== Work to do ==
Pick out every line below that contains the word "shorts", and copy each one in full.

== Data for this exercise ==
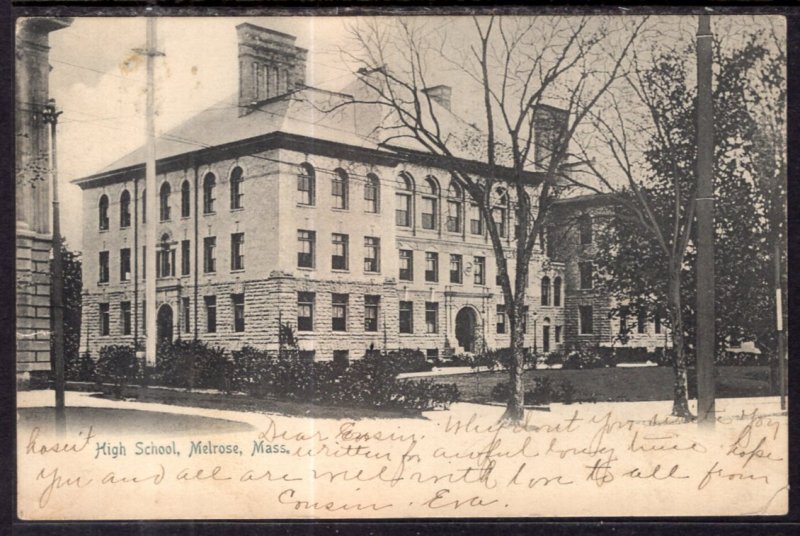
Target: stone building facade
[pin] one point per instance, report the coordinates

==

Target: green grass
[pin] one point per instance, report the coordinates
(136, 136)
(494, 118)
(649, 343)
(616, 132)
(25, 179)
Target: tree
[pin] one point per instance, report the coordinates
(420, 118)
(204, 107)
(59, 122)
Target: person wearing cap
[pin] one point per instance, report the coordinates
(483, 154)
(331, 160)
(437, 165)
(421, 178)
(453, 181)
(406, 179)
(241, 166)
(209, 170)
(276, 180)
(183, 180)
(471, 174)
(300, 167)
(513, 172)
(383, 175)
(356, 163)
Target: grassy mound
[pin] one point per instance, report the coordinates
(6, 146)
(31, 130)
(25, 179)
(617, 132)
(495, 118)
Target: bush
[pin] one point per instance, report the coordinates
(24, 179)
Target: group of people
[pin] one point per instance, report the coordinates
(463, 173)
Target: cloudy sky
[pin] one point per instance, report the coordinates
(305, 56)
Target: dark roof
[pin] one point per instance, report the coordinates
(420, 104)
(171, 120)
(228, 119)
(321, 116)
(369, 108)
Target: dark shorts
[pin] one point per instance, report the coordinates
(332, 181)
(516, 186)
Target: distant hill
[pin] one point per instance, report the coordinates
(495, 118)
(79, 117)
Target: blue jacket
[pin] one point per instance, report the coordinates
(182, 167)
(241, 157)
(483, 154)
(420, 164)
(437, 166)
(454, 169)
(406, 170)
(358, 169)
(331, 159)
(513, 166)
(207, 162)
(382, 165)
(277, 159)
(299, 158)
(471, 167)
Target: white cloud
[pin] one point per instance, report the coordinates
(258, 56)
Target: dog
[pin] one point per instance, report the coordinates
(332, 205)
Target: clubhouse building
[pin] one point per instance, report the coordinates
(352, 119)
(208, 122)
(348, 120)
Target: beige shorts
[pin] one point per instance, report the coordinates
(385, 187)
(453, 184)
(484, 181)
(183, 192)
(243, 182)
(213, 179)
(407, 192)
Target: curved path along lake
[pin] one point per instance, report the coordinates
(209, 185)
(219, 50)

--

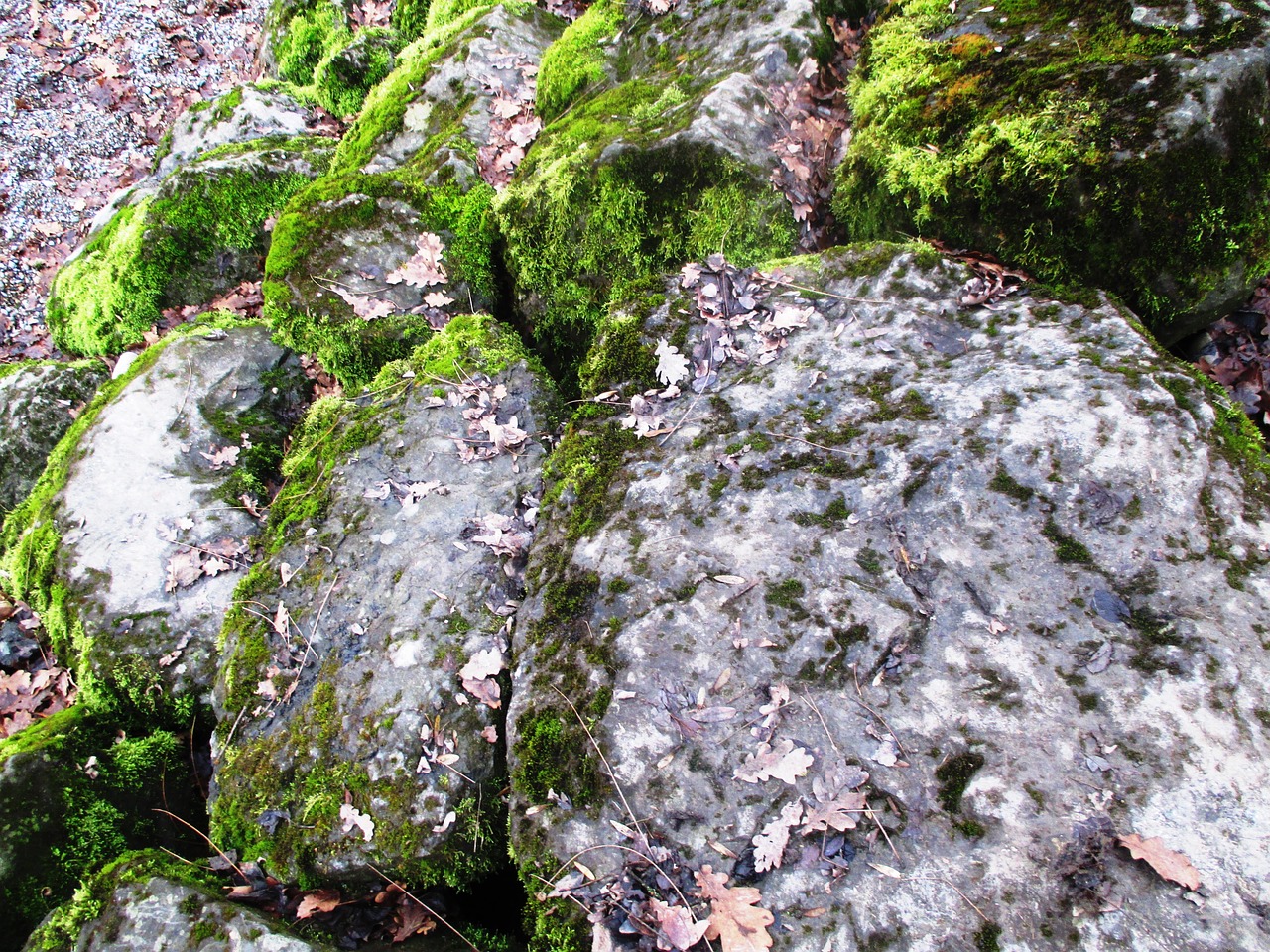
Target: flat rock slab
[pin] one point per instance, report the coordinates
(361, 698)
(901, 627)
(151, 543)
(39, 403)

== Output of the task ==
Target: dark shorts
Target: beige shorts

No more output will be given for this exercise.